◆ **TEXTO**
Frente a la “liberación”, esclavitud
Mariúpol hace tiempo que dejó de ser una ciudad habitable. Los muertos se cuentan por miles. ¿Quiere Putin hacer lo mismo con Járkov, con Odesa o con Dnipro? ¿Es consciente del enorme sinsentido de su estrategia? El ejército ruso arrasó Grozni y decidió dejarla en la pobreza absoluta. El ejército ruso arrasó Alepo y decidió que fuera el tirano Al-Assad el que se encargara de su reconstrucción. A Putin ni le iba ni le venía. Pero aquí hablamos de joyas de la corona del nacionalismo ruso: ¿cómo vas a destrozar Odesa, la ciudad fundada por Catalina La Grande, la que se levantó contra los zares en 1905 en el preludio de la Revolución de 1917?
Una guerra de destrucción puede tener sentido en un territorio que consideras extranjero, como, en el fondo, le pasa a Putin con las repúblicas caucásicas. Ucrania no es Chechenia y desde luego no es Siria. Cuando Putin se presenta ante su pueblo como un liberador o un redentor de sus “hermanos oprimidos por la dictadura neonazi de Zelenski y la Unión Europea”, hay que entender que dice la verdad, que realmente considera esas regiones parte de una gran Rusia unida que los bolcheviques nunca debieron dispersar.

◆ **DATOS REGISTRADOS**
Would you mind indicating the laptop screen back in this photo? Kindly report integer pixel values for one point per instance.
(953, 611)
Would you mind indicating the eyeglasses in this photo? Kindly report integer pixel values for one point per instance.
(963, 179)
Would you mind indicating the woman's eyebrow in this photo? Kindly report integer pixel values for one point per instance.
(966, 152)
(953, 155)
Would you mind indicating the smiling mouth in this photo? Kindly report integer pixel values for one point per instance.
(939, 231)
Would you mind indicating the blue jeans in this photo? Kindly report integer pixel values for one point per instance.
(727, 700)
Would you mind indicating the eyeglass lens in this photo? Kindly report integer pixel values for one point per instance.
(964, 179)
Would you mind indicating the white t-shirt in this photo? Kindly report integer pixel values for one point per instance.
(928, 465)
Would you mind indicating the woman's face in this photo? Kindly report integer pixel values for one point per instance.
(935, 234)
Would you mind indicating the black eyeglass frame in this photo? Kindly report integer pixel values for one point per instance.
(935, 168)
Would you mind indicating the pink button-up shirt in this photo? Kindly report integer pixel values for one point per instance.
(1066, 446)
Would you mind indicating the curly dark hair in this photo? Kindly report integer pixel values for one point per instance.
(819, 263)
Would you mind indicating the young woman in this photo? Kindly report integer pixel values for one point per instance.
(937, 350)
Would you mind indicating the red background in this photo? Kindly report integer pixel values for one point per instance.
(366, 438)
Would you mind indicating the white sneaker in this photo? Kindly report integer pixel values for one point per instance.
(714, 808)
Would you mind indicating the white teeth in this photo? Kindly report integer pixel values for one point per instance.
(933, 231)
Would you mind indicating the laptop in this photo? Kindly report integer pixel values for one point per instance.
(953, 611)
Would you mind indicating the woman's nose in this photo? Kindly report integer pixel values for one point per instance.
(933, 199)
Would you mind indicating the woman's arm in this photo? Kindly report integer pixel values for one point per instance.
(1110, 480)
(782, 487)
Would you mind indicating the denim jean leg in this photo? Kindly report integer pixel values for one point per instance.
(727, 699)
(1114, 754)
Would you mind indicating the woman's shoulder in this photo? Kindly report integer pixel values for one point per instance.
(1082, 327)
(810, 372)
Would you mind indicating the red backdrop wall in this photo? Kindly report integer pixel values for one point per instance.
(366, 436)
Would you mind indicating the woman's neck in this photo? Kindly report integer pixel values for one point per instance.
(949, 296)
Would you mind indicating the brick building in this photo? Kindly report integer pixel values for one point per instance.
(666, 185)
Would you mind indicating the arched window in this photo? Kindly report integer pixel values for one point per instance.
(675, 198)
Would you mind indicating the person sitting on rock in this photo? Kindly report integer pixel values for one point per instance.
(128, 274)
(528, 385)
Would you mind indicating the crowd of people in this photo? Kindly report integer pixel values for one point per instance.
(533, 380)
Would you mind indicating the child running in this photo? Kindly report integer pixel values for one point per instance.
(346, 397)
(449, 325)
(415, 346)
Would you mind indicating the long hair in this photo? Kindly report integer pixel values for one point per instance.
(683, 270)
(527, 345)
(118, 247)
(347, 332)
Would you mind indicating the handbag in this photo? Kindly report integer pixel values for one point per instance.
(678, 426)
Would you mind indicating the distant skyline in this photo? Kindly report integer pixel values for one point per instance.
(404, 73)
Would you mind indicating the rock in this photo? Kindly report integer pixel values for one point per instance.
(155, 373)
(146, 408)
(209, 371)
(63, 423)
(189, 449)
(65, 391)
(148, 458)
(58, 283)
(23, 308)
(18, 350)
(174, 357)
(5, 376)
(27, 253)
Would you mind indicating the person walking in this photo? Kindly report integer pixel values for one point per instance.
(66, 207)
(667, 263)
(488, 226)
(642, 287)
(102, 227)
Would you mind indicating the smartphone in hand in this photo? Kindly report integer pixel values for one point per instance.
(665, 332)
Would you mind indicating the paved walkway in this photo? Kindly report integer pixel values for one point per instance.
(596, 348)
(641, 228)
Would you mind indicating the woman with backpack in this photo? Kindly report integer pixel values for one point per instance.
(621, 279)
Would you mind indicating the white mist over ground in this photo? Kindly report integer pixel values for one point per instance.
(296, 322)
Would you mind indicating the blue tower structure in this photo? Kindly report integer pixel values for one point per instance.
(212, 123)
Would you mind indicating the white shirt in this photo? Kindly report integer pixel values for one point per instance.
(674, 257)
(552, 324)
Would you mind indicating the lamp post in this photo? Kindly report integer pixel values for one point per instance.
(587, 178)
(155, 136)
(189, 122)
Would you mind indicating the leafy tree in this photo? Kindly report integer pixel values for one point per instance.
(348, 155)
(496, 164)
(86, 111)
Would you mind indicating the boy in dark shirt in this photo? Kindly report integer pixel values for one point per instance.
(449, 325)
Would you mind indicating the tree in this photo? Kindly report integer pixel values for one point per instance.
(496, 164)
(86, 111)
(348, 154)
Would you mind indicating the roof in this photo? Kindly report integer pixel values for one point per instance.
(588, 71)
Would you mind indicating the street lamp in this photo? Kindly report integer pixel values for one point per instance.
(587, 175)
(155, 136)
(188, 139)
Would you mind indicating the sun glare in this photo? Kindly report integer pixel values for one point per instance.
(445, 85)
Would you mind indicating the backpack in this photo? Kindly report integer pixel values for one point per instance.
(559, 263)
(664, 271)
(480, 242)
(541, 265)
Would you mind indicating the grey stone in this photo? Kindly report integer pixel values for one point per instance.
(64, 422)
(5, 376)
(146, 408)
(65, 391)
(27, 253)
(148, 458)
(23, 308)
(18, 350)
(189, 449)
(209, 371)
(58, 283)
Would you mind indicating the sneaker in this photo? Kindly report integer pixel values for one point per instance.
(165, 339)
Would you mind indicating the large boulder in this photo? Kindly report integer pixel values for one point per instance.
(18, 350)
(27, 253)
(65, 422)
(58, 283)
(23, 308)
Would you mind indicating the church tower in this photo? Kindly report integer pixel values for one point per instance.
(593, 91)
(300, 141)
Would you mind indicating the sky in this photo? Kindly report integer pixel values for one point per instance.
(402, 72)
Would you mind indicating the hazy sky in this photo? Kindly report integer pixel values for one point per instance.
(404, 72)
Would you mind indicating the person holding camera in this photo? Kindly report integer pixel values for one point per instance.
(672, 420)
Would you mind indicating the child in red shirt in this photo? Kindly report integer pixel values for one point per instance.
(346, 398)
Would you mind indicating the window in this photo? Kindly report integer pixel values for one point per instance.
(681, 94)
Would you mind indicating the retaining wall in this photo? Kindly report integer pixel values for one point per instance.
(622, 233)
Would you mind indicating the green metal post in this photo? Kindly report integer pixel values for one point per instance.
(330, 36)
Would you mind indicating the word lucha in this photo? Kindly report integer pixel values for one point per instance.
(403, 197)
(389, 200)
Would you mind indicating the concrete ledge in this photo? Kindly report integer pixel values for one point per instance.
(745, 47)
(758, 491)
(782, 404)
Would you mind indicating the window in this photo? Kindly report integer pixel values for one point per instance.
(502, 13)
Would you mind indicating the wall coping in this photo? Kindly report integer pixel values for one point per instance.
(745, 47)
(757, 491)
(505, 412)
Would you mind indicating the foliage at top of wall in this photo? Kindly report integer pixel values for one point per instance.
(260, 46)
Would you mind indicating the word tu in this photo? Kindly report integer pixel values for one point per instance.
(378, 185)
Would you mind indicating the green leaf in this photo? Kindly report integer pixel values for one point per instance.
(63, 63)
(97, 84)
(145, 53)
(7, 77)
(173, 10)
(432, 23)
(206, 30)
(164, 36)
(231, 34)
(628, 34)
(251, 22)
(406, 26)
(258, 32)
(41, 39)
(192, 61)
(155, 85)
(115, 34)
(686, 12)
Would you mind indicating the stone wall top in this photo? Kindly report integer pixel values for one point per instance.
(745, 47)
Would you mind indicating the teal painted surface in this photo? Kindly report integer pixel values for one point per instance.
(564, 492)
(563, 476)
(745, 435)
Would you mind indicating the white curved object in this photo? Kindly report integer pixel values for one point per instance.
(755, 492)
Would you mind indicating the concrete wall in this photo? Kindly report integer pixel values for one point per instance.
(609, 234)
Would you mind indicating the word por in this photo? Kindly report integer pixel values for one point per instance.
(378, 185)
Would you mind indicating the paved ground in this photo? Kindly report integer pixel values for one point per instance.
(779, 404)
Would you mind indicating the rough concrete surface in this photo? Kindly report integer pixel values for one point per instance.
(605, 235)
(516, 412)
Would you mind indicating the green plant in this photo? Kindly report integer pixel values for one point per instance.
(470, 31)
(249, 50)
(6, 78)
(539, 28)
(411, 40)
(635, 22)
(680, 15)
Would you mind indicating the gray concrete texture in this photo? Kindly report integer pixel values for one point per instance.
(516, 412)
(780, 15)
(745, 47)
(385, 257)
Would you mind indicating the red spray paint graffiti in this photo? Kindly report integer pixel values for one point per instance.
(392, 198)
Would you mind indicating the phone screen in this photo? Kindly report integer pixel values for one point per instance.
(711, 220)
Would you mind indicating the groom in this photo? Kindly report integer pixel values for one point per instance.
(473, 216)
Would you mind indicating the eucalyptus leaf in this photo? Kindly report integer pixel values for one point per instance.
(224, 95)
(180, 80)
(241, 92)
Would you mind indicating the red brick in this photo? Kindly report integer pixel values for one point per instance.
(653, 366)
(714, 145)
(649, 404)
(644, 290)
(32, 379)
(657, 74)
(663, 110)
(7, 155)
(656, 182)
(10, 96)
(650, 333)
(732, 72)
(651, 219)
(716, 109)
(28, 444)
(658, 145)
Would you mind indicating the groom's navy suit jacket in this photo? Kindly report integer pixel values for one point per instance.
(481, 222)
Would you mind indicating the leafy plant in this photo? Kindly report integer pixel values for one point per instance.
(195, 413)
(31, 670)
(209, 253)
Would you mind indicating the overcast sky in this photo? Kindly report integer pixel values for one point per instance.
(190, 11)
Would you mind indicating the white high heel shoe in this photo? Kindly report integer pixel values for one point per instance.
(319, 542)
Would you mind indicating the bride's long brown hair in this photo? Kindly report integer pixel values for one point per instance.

◆ **LISTA DE TAREAS**
1 - Responda brevemente, según el texto sobre la guerra de Putin en Ucrania:
(a) ¿Qué ciudad fue fundada por Catalina La Grande?
(b) ¿A quién dejó el ejército ruso la reconstrucción de Alepo?
(c) ¿Quiénes, según Putin, nunca debieron dispersar la gran Rusia unida?
2 - Escriba la continuación del texto sobre la guerra de Putin en Ucrania a partir de su última oración.

◆ **RESULTADOS ESPERADOS**
1 -
(a) Odesa.
(b) Al tirano Al-Assad.
(c) Los bolcheviques.

2 -
En otras palabras, Putin no solo quiere crear una Nueva Rusia como estado defensivo, una especie de zona de nadie que le proteja de una posible invasión occidental -el fantasma con el que suele azuzar a sus ciudadanos- sino como una prolongación natural de la patria de todos los eslavos. En ese contexto, una guerra de destrucción es absurda. No puedes arrasar con aquello que quieres conservar durante siglos y siglos. Es una combinación, en rigor, imposible de cuadrar: vencer tiene que ir de la mano del convencer. De lo contrario, tendrás esclavos que te aguantarán durante una temporada, esclavos a los que alimentar, a los que hospedar y a los que sofocar. Pero esclavos, ni hermanos ni nada parecido.
La negativa a una pequeña victoria
Putin, por supuesto, tiene otra alternativa: quedarse con lo que ya consiguió casi a la semana de empezada la guerra. De cara al resto del mundo, supondría una pequeña humillación: la constatación de que su ejército no está a la altura de su leyenda… pero cara al interior siempre podría justificarlo: no se ha salvado toda la Nueva Rusia de las manos de los malvados, pero la “operación especial” ha servido para consolidar el dominio sobre Crimea, ampliar las fronteras del Donbás, y sumar alguna capital regional como Jersón. Algo es algo. No parece demasiado para los diez mil muertos que le va a costar esto a Rusia, pero peor era quedarse de brazos cruzados.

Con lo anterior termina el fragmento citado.